- **ACTIVITY**:
Output each entry verbatim and exclude every picture from it.

- **GIVEN RECORDS**:
########
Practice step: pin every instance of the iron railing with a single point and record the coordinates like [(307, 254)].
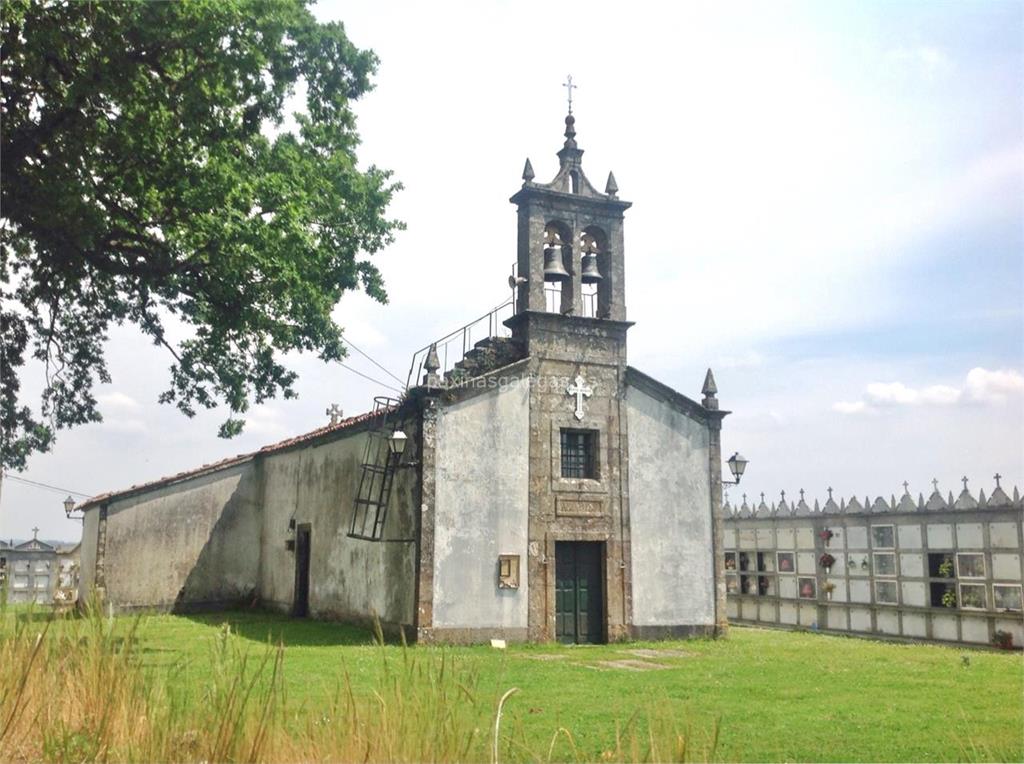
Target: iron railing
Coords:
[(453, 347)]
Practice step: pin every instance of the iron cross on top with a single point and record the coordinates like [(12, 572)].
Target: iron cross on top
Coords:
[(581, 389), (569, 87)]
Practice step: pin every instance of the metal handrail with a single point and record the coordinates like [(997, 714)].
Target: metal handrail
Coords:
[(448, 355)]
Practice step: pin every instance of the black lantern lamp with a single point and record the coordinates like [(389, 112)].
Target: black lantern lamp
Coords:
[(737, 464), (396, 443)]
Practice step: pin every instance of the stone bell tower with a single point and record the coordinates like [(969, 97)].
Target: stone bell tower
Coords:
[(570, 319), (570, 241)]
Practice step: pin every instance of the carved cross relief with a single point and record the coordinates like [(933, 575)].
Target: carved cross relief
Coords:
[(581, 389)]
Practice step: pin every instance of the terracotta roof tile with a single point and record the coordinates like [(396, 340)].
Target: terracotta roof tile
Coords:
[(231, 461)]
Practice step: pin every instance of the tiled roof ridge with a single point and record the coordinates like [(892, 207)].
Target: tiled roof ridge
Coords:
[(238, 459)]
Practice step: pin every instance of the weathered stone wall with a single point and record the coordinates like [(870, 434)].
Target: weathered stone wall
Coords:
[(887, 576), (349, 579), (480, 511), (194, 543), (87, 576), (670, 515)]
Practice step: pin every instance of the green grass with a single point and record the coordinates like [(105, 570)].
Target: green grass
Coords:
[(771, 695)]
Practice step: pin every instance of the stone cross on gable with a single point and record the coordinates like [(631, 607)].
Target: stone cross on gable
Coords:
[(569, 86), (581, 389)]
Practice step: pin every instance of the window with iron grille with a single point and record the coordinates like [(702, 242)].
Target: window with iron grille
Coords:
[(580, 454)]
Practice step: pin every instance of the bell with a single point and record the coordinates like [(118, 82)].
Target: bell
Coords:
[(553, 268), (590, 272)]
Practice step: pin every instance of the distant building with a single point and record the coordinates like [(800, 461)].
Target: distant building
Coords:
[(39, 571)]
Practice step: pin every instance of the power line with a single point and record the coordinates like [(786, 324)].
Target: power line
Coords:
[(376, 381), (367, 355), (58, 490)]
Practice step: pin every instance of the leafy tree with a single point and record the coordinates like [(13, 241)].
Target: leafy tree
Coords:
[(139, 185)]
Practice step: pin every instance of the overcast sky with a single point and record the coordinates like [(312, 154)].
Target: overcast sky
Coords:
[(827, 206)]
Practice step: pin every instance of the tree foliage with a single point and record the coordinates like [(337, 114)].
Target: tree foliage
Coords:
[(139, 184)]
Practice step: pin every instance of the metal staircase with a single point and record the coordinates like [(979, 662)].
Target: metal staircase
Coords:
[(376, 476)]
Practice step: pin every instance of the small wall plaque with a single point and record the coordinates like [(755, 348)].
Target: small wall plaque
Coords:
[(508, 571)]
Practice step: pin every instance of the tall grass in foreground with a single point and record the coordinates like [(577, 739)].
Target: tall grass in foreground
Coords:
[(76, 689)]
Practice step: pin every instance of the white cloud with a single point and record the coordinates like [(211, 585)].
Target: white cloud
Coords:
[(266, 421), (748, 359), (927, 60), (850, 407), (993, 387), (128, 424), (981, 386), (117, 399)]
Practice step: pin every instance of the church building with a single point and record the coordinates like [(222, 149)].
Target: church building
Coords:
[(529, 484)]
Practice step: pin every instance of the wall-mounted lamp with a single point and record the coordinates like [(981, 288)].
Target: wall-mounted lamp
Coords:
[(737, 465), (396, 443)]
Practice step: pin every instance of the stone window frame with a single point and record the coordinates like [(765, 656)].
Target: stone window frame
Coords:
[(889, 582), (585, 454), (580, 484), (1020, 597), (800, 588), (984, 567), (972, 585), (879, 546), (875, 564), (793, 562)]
########
- **REPLY TO THE TASK**:
Practice step: pin every instance of the iron railing with a single point and record the coordinates like [(307, 254)].
Target: iron railing
Coords:
[(453, 347)]
Practice step: pin every instance of the iron cross on top with a single point and record the coordinates like [(12, 572)].
Target: iron cross on top
Coords:
[(581, 389), (569, 87)]
Practice step: pin every instance of the metal handrail with a single point and record the coordinates like [(997, 714)].
Target: metal handrail
Coords:
[(448, 355)]
Practice step: pin every instance of the black lantern lamp with a single point and record the coordinates like [(389, 112)].
Target: black lantern lamp
Coords:
[(737, 464), (396, 443)]
Practice step: pin every instance of the stone bell tower with a single point and record the coordinates like [(969, 97)].
Target: stone bell tower
Coords:
[(570, 319), (570, 241)]
Practice step: pin every instance of the carved cross relief with a single point and record the coordinates like [(933, 575)].
Target: carved cross relief
Coords:
[(581, 389)]
Practice step: pin every instance of the terracotta roof tile with a single point and record the coordinates like [(396, 340)].
Target: terracotta roof tile
Coords:
[(231, 461)]
Practice step: pin every instance of the tiled roof ridge with a single point and record the coordinates like [(892, 207)].
Target: tiled roof ridge
Coords:
[(238, 459)]
Practice step: pin every instance of the weathered stone wall with a single point and record the coordinates like [(870, 434)].
Target: weathered stone wall
Coords:
[(887, 576), (349, 579), (480, 511), (194, 543), (87, 576), (670, 515)]
Practice step: pin every instance of the green grass with a single point and record the coordinates like [(105, 570)].
Target: green grass
Coords:
[(771, 695)]
Practice step: pin every instance of the stone cross on gable with a single point and record the coordinates like [(631, 607)].
Target: stone cross on gable
Coords:
[(569, 86), (581, 389)]
Practice step: pin every instance of the window with iron grille with a single point and record the coordinates like [(702, 242)].
Target: window with iron grille
Coords:
[(580, 454)]
Practice step: pin every instance of the bell with a single point and record the coordinates like [(118, 82)].
Target: bell
Coords:
[(553, 268), (590, 272)]
Practice step: pin every instance of the distant building with a single point and record the coordinates like [(800, 461)].
Target: distant building
Coords:
[(39, 571)]
Practice step: pin every instance of the power line with a single point and record the coordinates like [(786, 324)].
Target: power line
Coords:
[(376, 381), (367, 355), (58, 490)]
Practice step: pin every instance of the leafy tree with a single point and record the coordinates like [(13, 241)].
Target: leafy tree
Coords:
[(139, 185)]
Practice step: pin every instance of the overcast sky with a single point and record the coordinates like [(312, 154)].
Target: overcast sky
Coords:
[(827, 206)]
Practice step: pin every instance of the tree foliage with a single point and record the coordinates like [(337, 114)].
Target: tree foliage
Coords:
[(139, 184)]
Practice step: pin every instance of the metal staircase with a single point and record the coordinates like [(979, 662)].
Target: metal staircase
Coords:
[(376, 476)]
Practice step: pin every instance of the small wall plaque with a single point and record the coordinates like [(755, 348)].
Target: small wall plaque
Coords:
[(508, 571)]
Practice step: pin every instance of the tall grass in foreground with a single point and record the coordinates like [(577, 739)].
Target: tall grass in foreground
Coords:
[(76, 689)]
Practice step: pin every instance of the white cloud with a single point and record the coordinates like [(211, 585)].
Target: white cloud
Coords:
[(266, 421), (748, 359), (927, 60), (850, 407), (993, 387), (128, 424), (981, 386), (117, 399)]
Practice step: pin every instance of the church building with a single point and record the coordinates like [(222, 149)].
Target: church building
Coords:
[(529, 484)]
Practice step: pin every instance of the wall-mounted lamp with a single point and record the coordinates like [(981, 288)].
Target: wall-mounted lamp
Coords:
[(737, 465), (396, 443)]
Practice step: pin every instance of the stone window frame with a single point and record the coordinates like [(765, 656)].
Target: stone window frame
Coords:
[(889, 582), (585, 454), (580, 484), (1020, 597), (800, 588), (984, 567), (972, 585), (879, 546), (875, 564), (793, 562)]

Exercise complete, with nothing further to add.